Selected text:

I was noticing that, when on Twitter, I was spending a hell of a lot of time scrolling. I wasn't scrolling with an enthusiasm to find out more information; I was scrolling to try and get through all of the junk. I didn't care about 90% of what the people I followed were saying 90% of the time. I didn't care about their blogs (guilty) or their Instagram photos or there political views during Question Time and these were filling up the majority of my screen. But I didn't want to just stop following them, because the chances are I will care about something they say eventually, something they post will engage my brain long enough for me to click on it and read more, and I'm a firm believer that the more ideas you absorb the better your own ideas will become.
What I was left with was an option I'd never really understood the need for before: Twitter lists. Here's where we come back to Twitter being strange again, because really Twitter is just a list in the first place. You list people you want to follow, some other people list you and you're provided with a list of things you might want to look at. To offer a feature to further segment those lists always struck me as odd, but suddenly the necessity became strikingly clear. Now I can filter through the rubbish and read things I want to read without offending anyone by telling them to do one. The people's blogs I do enjoy are all put in a nice little bundle, the folk who work in a similar field to me are all placed in a copywriting club so I can dip in and out and STEAL THEIR IDEAS. AHAHAHA. And, perhaps most importantly of all, the people I actually know who do things that might impact my real, offline existence are all together too so I can crash all of the parties they plan without telling me.
Life is a lot simpler now. I think this list thing might be the future.

[Image segmentation entries]
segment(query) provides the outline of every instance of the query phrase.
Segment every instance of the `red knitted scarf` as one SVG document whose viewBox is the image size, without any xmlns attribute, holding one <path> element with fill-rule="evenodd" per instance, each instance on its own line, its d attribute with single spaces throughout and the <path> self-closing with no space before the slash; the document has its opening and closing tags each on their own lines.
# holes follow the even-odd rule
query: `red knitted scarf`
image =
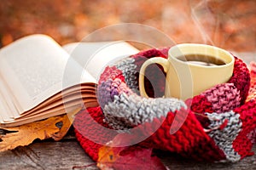
<svg viewBox="0 0 256 170">
<path fill-rule="evenodd" d="M 183 104 L 187 105 L 191 104 L 189 108 L 183 107 L 183 104 L 175 99 L 155 99 L 141 104 L 141 98 L 131 90 L 137 88 L 136 82 L 140 65 L 148 58 L 166 58 L 166 52 L 167 48 L 141 52 L 121 63 L 106 68 L 99 81 L 101 106 L 87 108 L 81 111 L 76 116 L 73 123 L 76 137 L 85 152 L 96 162 L 102 144 L 111 141 L 119 133 L 119 131 L 109 133 L 102 130 L 102 127 L 117 130 L 137 127 L 139 133 L 135 134 L 135 138 L 136 135 L 138 137 L 145 133 L 148 136 L 137 144 L 176 152 L 199 161 L 236 162 L 251 156 L 251 149 L 256 138 L 255 65 L 252 65 L 249 74 L 246 65 L 235 57 L 235 69 L 230 80 L 184 101 Z M 132 69 L 134 75 L 131 76 L 129 74 L 133 74 Z M 156 84 L 152 85 L 152 80 L 146 80 L 147 93 L 151 97 L 154 97 L 154 94 L 163 94 L 163 73 L 154 69 L 148 70 L 148 77 L 153 77 Z M 153 86 L 160 88 L 155 88 Z M 153 88 L 158 92 L 154 92 Z M 119 105 L 125 103 L 125 99 L 128 102 L 128 109 L 125 107 L 122 110 Z M 172 102 L 175 106 L 171 105 Z M 168 103 L 171 106 L 166 112 L 160 110 L 156 113 L 156 110 L 151 109 L 148 117 L 148 112 L 143 110 L 140 115 L 130 114 L 129 105 L 133 103 L 149 106 L 156 105 L 160 108 L 162 104 Z M 125 118 L 117 118 L 117 112 L 122 111 L 128 111 L 127 114 L 125 112 Z M 187 118 L 183 124 L 177 132 L 170 133 L 175 116 L 177 116 L 177 119 L 182 118 L 184 113 L 187 113 Z M 159 116 L 154 114 L 163 115 Z M 95 122 L 91 121 L 91 117 Z M 155 132 L 152 131 L 153 126 L 159 123 L 159 128 Z M 142 124 L 143 126 L 140 128 L 139 125 Z M 90 139 L 87 139 L 89 134 Z"/>
</svg>

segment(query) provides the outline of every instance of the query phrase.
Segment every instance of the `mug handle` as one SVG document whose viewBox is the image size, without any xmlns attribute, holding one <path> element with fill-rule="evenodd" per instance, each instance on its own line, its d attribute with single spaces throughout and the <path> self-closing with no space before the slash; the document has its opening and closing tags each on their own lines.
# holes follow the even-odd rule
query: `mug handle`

Problem set:
#1 List the groups of people the writer of the Twitter lists text says are now gathered together using lists.
#2 Please identify every line in the records above that contains the word 'single', and copy each one out.

Solved tasks:
#1
- People whose blogs the writer enjoys, put in "a nice little bundle"
- Folk who work in a similar field to the writer, placed in a copywriting club
- People the writer actually knows who do things that might impact the writer's real, offline existence

#2
Segment every instance of the `red knitted scarf` as one SVG document whose viewBox is the image size, without any xmlns attribute, holding one <path> element with fill-rule="evenodd" per instance, each instance on its own line, its d attribute with single spaces throughout and the <path> self-closing with no space before the slash; the document has its opening and closing tags each on their own lines.
Segment every instance of the `mug handle` as one SVG document whose viewBox is the image size, without any xmlns attribute, holding one <path> element with fill-rule="evenodd" per instance, each instance on its own line, its d attribute with single spaces throughout and the <path> self-closing with no space before the slash; the document has its opening and closing tags each on their own lines.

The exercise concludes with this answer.